## INSTRUCTIONS FOR THE TASK
Only the lines from the one containing "Objective — one marker on every instance of the grassy" to the end of the records belong in the output; print them exactly.

## SOURCE MATERIAL
______________________________

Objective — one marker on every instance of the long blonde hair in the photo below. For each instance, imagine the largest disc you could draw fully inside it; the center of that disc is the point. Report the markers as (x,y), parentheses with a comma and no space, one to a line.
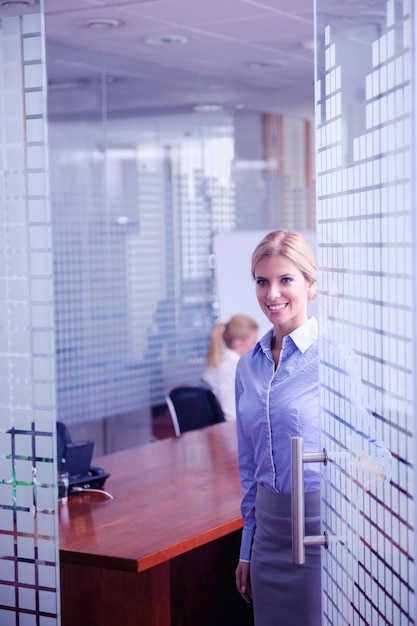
(238,327)
(295,247)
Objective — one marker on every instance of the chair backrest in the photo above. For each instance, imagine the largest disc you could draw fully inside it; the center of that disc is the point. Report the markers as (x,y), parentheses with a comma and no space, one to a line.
(193,407)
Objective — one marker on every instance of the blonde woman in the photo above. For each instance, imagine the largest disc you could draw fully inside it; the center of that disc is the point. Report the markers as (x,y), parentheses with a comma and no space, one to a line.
(227,344)
(277,391)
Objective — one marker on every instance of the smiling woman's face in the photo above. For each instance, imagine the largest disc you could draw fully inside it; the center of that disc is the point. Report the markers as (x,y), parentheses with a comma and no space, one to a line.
(282,291)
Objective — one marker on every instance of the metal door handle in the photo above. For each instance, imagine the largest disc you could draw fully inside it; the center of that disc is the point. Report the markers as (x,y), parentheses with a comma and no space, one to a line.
(299,540)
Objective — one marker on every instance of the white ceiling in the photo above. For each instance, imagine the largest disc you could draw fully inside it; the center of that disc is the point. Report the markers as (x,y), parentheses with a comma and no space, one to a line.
(241,54)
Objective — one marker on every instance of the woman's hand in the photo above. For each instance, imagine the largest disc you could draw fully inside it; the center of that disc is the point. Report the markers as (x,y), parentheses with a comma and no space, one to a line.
(242,581)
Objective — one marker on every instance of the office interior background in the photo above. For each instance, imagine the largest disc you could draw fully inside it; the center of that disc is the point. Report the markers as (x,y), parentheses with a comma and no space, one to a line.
(132,133)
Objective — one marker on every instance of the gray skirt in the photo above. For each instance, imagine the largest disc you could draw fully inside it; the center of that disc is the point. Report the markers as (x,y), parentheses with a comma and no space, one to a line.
(284,594)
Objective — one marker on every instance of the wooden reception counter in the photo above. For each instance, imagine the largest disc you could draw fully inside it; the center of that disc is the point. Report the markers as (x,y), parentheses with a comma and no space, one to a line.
(164,550)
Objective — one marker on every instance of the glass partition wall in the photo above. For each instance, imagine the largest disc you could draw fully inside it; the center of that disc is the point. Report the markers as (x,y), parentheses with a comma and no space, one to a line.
(366,231)
(137,201)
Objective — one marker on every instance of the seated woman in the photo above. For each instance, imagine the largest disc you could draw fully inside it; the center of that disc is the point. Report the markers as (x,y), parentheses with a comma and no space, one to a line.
(228,343)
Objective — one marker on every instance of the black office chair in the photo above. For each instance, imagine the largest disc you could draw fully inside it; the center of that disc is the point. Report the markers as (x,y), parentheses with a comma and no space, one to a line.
(193,407)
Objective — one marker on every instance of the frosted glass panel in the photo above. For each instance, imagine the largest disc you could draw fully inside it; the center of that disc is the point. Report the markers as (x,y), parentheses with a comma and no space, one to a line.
(28,581)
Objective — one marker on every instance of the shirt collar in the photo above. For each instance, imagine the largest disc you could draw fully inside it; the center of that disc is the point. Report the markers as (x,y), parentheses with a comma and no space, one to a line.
(303,337)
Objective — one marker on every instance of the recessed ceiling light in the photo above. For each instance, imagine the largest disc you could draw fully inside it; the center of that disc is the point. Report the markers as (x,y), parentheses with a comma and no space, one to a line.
(165,40)
(208,108)
(266,64)
(308,45)
(103,23)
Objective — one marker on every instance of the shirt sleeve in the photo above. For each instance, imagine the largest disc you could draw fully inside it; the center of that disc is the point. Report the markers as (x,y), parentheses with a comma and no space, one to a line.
(247,478)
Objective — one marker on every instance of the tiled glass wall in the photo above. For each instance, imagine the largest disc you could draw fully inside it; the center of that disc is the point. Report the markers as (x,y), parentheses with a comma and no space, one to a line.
(28,506)
(365,233)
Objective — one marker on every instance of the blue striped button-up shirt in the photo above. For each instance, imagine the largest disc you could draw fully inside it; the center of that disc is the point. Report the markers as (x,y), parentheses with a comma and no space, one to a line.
(274,405)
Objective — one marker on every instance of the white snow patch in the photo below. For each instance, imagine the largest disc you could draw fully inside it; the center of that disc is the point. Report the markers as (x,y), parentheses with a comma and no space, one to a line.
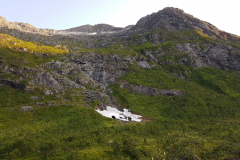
(123,116)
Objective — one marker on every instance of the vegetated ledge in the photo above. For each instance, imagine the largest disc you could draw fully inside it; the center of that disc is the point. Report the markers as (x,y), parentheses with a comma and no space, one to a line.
(150,91)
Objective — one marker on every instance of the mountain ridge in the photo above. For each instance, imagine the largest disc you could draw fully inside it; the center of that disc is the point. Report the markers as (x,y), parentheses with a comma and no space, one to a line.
(168,18)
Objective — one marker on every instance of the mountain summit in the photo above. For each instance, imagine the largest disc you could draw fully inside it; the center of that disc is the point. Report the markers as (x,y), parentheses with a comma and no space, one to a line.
(176,19)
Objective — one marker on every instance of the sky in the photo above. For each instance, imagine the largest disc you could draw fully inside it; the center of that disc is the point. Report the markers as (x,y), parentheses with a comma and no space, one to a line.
(64,14)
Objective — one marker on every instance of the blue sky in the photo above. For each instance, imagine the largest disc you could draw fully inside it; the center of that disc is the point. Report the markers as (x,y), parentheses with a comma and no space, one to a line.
(64,14)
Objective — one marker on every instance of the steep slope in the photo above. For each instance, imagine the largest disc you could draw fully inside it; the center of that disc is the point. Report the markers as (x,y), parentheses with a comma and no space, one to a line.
(176,19)
(94,29)
(171,68)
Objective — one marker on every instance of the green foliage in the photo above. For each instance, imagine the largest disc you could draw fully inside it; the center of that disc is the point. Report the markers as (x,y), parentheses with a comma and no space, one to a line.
(16,44)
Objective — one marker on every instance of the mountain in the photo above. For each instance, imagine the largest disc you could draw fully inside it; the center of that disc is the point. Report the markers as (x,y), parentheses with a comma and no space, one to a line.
(176,19)
(178,73)
(95,29)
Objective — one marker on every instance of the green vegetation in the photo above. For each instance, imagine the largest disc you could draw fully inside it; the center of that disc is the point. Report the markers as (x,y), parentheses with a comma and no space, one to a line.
(204,123)
(16,44)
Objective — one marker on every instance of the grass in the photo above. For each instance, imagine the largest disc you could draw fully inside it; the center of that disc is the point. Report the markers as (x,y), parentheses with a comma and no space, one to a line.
(203,123)
(8,41)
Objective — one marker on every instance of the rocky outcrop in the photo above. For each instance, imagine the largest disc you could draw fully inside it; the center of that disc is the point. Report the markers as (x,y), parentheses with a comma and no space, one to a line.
(209,55)
(150,91)
(176,19)
(95,29)
(102,68)
(26,108)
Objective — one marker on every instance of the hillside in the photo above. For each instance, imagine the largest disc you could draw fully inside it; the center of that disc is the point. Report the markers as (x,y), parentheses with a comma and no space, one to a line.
(179,73)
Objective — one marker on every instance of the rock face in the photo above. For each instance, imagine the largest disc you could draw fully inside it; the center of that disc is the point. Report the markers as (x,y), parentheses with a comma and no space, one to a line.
(175,19)
(103,68)
(150,91)
(209,55)
(95,29)
(26,108)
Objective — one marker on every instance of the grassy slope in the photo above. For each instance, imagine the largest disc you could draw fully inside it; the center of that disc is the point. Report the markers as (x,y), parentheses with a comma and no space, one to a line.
(15,44)
(203,123)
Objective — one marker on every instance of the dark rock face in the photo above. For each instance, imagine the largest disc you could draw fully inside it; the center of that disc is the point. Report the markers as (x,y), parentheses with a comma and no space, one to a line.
(213,55)
(102,68)
(150,91)
(26,108)
(175,19)
(94,29)
(12,83)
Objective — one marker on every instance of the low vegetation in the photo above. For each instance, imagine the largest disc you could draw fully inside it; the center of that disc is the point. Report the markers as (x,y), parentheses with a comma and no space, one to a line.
(204,123)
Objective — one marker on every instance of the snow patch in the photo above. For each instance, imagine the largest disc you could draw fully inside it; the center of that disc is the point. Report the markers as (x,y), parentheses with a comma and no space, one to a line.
(111,112)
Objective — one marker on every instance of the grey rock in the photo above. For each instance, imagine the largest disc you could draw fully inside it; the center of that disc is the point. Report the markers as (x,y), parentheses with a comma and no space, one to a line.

______________________________

## IN RESPONSE
Objective — one marker on every instance of the grassy slope in the photo above. For each instance, imagine the largest disc you could draw fully inside it; the center of that disc is the point. Report the markers as (x,y), parentheses with a comma and no space, one to a line.
(15,44)
(203,123)
Objective — one marker on every instance of the dark rock face in the photo above. For each instance, imagine the largest disc you could draw fully inside it; the center of that disc is the point. Report the markers as (x,y), parentheses with a comma and no space, one to a line.
(213,55)
(102,68)
(150,91)
(26,108)
(175,19)
(94,29)
(12,83)
Objective — one marker on every instance of the low vegetation in the photo above. For each instance, imagine the largest disc you could draw fully inside it; the center of that disc is the point. Report the markers as (x,y), parentheses with a comma and no space, one to a line.
(204,123)
Objective — one marker on every instance of the snow patch in the photo above. For each instance, imagine the largest disc you could draw fully inside it; the center of that disc is the point. Report the markers as (x,y), parentheses with a comma and no space, one to a line.
(111,112)
Objective — one marker on every instance of the grey rock in the photo above. For each instance, imagine the largest disc you could draw fully inside it; the center of that disc is the point. Report the markers as (x,y), parentheses with a comma and no space, one to a line.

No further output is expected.